→ Written instruction A
Please return the part of the egg dishes piece starting with "Meritage: The French" and going on through "(Downtown St. Paul)", copied word for word.

→ Quoted passage
╔══

Eggcellent Egg Dishes
Jason and Joy share their favorite yoke joints
Restaurant recommendations from MnMo food critics Jason DeRusha and Joy Summers
I confess to having a full-blown egg obsession: OvumAYumYum, as I like to call it. I’ll traverse great expanses just to reach a golden-yolked beauty. These are two of the few places I trust to do my all-encompassing love justice.
The Strip Club Meat and Fish: The Devil's Eggs, as the Strip Club calls them, have a zesty filling utilizing curry and Japanese fish roe. They’re salty, squeaky, creamy, spicy, and gone too fast—just like this restaurant. I’m still depressed that it will close this summer. (Dayton’s Bluff, St. Paul)
Meritage: The French have mastered all things egg-and-butter related, and one need look no further than Meritage's perfectly fluffed omelet du jour to witness this mastery. Eggs become ethereal, rolled in on themselves, and finished with a brush of butter to shine like the north star of oeuf perfection. (Downtown St. Paul)

╚══

→ Material for the task
╔══

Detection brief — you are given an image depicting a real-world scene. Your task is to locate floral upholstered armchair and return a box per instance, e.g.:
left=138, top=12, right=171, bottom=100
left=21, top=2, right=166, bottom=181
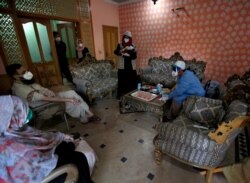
left=154, top=71, right=250, bottom=183
left=139, top=52, right=206, bottom=88
left=70, top=60, right=118, bottom=102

╚══

→ Written instruction B
In the records above, switch "floral upholstered armchair" to "wooden rocking chair" and give them again with nothing else changed. Leave the pictures out.

→ Exercise answer A
Meritage: The French have mastered all things egg-and-butter related, and one need look no further than Meritage's perfectly fluffed omelet du jour to witness this mastery. Eggs become ethereal, rolled in on themselves, and finished with a brush of butter to shine like the north star of oeuf perfection. (Downtown St. Paul)

→ Exercise answer B
Detection brief — you are given an image depicting a real-world scene. Your task is to locate wooden rocking chair and return a box per instance, e.g.:
left=138, top=12, right=171, bottom=100
left=21, top=2, right=166, bottom=181
left=154, top=71, right=250, bottom=183
left=139, top=52, right=206, bottom=88
left=70, top=60, right=118, bottom=102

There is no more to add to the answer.